(Excerpts from a location annotation dataset)
========================================
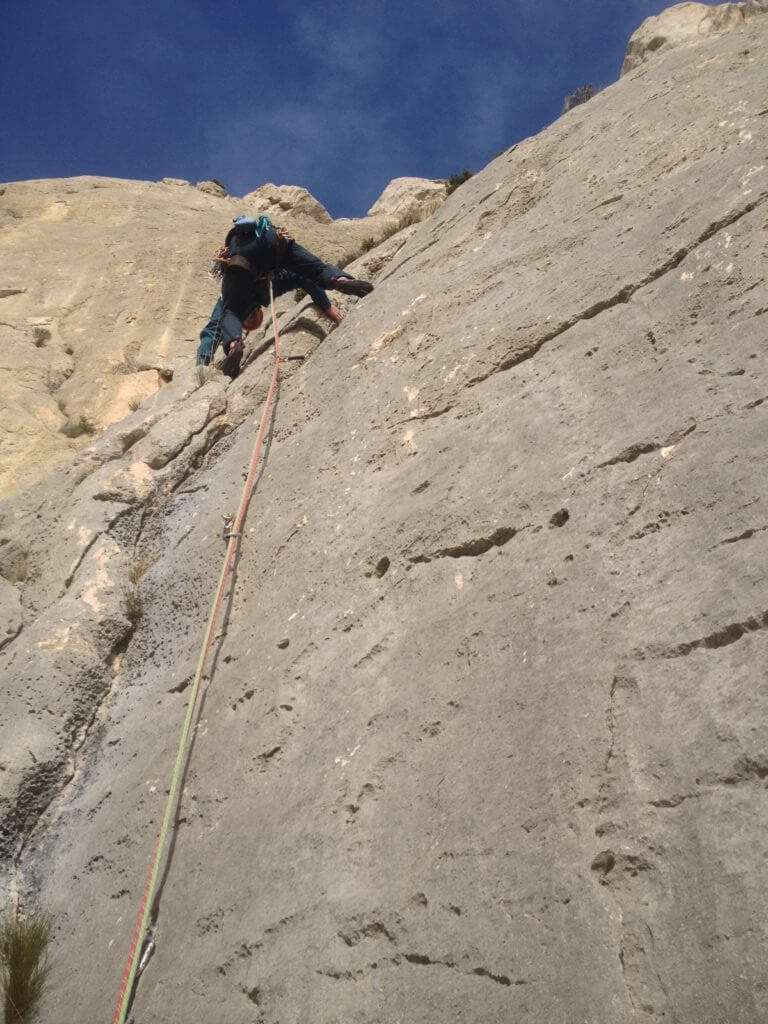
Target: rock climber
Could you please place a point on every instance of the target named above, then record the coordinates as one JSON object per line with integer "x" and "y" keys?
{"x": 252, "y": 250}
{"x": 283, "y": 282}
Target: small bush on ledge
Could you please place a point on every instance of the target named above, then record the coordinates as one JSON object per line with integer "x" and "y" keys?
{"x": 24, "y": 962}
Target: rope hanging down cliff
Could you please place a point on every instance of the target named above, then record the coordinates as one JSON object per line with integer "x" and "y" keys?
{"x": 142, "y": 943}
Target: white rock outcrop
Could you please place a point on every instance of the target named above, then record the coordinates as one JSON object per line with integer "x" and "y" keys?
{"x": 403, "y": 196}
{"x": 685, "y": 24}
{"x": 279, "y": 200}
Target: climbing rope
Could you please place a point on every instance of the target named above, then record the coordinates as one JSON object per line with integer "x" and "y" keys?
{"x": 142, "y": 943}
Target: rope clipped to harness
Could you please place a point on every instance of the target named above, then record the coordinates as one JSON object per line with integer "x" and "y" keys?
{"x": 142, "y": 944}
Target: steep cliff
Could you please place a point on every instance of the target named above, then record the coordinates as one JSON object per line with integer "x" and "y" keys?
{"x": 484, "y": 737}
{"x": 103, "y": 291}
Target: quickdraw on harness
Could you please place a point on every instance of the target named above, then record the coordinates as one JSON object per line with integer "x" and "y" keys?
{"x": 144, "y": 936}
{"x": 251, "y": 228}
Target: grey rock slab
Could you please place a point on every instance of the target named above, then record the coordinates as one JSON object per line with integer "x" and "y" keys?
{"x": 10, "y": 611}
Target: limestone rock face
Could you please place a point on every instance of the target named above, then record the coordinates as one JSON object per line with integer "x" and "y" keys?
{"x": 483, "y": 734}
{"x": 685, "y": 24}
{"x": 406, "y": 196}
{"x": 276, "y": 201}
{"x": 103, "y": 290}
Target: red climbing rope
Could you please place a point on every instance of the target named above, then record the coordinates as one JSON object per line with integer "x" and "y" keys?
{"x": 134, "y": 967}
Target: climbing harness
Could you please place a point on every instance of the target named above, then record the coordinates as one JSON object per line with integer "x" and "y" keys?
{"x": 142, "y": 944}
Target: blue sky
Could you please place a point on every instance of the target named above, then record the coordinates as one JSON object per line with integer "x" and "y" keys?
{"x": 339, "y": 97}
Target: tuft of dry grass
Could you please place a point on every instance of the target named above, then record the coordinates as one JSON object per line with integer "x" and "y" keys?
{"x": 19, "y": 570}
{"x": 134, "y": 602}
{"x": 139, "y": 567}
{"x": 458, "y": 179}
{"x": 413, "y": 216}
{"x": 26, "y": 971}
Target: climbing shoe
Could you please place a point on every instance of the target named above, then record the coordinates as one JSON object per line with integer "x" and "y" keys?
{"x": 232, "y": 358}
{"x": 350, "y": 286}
========================================
# YOUR OBJECTIVE
Rewrite all of the material with every "rope" swapped for "cord" and everything else left unchanged. Leave the pictures out.

# RESPONSE TO THE TASK
Target: rock climber
Could you please place a point on every instance of the target named above, then record the coordinates as one JSON object per line with integer "x" and "y" keys?
{"x": 252, "y": 250}
{"x": 283, "y": 282}
Target: small bush on ledge
Could you please place a point on every instance of the target named above, then record the coordinates as one JSON object per line with integer "x" and "y" keys?
{"x": 24, "y": 962}
Target: cord hanging down cliff
Could you please place a point on every instance of the target named above, then record the coordinates as one JSON object per line with integer "x" and "y" keys?
{"x": 142, "y": 943}
Target: white rock outcrop
Could you please place a point on every instance of the target named above, then record the coordinates as one JSON object per line with integer "x" and "y" keys?
{"x": 403, "y": 196}
{"x": 685, "y": 24}
{"x": 279, "y": 200}
Target: climbing cord
Could you please place a point on every instance of the target named above, then record the coordinates as one JSON object per line with integer "x" and "y" keys?
{"x": 142, "y": 943}
Target: cord clipped to harness
Could you please place a point on every instance of the target named above, then record the coordinates as one JSON object per line with integer "x" and "y" keys?
{"x": 142, "y": 944}
Target: steep cliff
Could you please place a point on every instance of the target named above, then record the coordinates as one JSON object per line with integer "x" and "y" keys?
{"x": 484, "y": 737}
{"x": 103, "y": 291}
Target: quickdraw on harness
Could you please place a point on every instance of the target named above, then record the coordinates as one JSON object per line with integer "x" and "y" keys?
{"x": 144, "y": 936}
{"x": 251, "y": 228}
Target: grey rock slab
Could you please place a point on every instance of the target named above, then record the coordinates as one JSON object per line with integer "x" and "y" keys?
{"x": 10, "y": 611}
Target: limestone rock face
Could you please place a point on every instance of the target named above, then record the coordinates as one JSON object per line with integer "x" and "y" keys?
{"x": 483, "y": 734}
{"x": 685, "y": 24}
{"x": 406, "y": 196}
{"x": 276, "y": 201}
{"x": 103, "y": 290}
Target: red climbing cord
Could you please place a point on every instance of the target named above, then record the coordinates as one JSON object per line with integer "x" and "y" keys?
{"x": 134, "y": 967}
Target: climbing harness
Could you please place a point on every instance of the target named above, then record the coordinates as one JSON object per line with integer "x" and "y" keys?
{"x": 142, "y": 944}
Target: blue sky
Could you please place a point on every instance of the target named above, then record the coordinates as one JSON object per line with integer "x" and "y" keys?
{"x": 339, "y": 97}
Target: tuft of dry grass
Could you please place a point on every instance of the target named above, then record the coordinates as one JSON object per line with integer "x" and "y" keys?
{"x": 19, "y": 570}
{"x": 134, "y": 602}
{"x": 139, "y": 567}
{"x": 458, "y": 179}
{"x": 413, "y": 216}
{"x": 26, "y": 971}
Target: climbing shoe
Could you please place a point on every instance of the target named above, then record the coordinates as one JSON object per line with integer "x" and "y" keys?
{"x": 232, "y": 358}
{"x": 350, "y": 286}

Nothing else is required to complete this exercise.